[Begin Records to use]

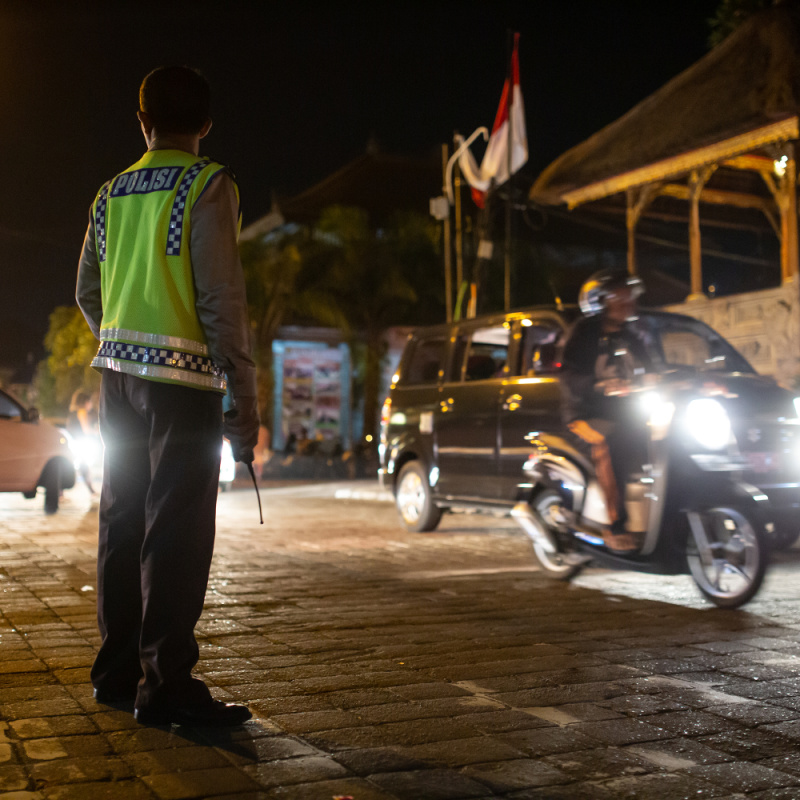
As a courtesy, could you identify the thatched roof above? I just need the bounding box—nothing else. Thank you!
[241,152,442,240]
[530,0,800,205]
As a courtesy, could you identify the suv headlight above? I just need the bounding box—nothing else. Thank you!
[686,397,731,450]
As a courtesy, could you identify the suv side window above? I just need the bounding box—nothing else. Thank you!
[452,325,511,381]
[400,336,447,385]
[0,392,23,420]
[519,320,564,377]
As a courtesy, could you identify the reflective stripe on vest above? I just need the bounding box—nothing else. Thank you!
[92,330,227,392]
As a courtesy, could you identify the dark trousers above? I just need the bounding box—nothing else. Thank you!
[91,370,222,707]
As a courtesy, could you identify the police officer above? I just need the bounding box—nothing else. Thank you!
[76,67,259,725]
[561,269,658,552]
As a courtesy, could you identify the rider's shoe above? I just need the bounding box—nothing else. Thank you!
[603,521,642,554]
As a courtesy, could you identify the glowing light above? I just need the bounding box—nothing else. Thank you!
[686,397,731,450]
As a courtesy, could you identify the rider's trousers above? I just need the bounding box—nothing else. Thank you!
[568,418,643,525]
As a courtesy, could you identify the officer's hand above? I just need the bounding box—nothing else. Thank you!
[222,398,261,464]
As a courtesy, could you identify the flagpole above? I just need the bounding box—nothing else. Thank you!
[442,143,453,322]
[503,30,515,313]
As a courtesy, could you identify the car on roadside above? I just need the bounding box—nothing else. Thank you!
[378,306,800,546]
[0,389,75,514]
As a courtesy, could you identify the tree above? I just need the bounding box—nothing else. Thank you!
[316,206,438,434]
[36,306,100,415]
[240,228,342,434]
[708,0,780,47]
[240,206,443,444]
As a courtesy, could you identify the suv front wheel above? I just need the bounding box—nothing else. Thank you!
[394,461,442,533]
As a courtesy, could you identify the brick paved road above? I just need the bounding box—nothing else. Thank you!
[0,485,800,800]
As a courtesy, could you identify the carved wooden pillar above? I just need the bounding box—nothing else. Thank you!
[779,147,797,283]
[688,164,717,300]
[761,142,798,283]
[625,183,661,275]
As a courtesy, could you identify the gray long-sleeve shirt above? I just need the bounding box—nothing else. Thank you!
[75,165,257,408]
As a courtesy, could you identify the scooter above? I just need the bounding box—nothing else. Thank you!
[511,376,780,608]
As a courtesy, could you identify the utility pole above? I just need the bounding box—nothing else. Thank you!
[454,158,464,308]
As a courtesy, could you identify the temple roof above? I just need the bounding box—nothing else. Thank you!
[530,0,800,207]
[241,152,442,240]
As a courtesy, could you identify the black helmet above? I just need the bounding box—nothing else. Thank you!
[578,267,644,316]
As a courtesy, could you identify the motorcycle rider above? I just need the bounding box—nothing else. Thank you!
[561,268,658,553]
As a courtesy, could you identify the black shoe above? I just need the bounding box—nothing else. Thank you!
[133,700,253,728]
[92,686,136,705]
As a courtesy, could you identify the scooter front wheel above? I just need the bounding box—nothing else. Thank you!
[531,491,586,581]
[686,508,768,608]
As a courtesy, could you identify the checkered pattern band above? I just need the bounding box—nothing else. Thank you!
[94,181,111,261]
[167,161,209,256]
[93,341,225,390]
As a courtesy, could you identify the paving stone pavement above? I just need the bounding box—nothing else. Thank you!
[0,482,800,800]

[End Records to use]

* [What the exercise asks]: Rewrite the lines running from the one containing "As a courtesy, could you identify the brick" through the one containing "[625,183,661,275]", changing "carved wooden pillar" to "wooden column" and leaving everything else the same.

* [Output for this task]:
As a courtesy, could you identify the brick paved road above? I just need the bounding box—nothing else. Thank you!
[0,485,800,800]
As a courtesy, could you identify the wooden column above? I just need the bounding box—nothing else. Thank you!
[779,147,797,283]
[688,164,717,300]
[761,142,798,283]
[625,183,661,275]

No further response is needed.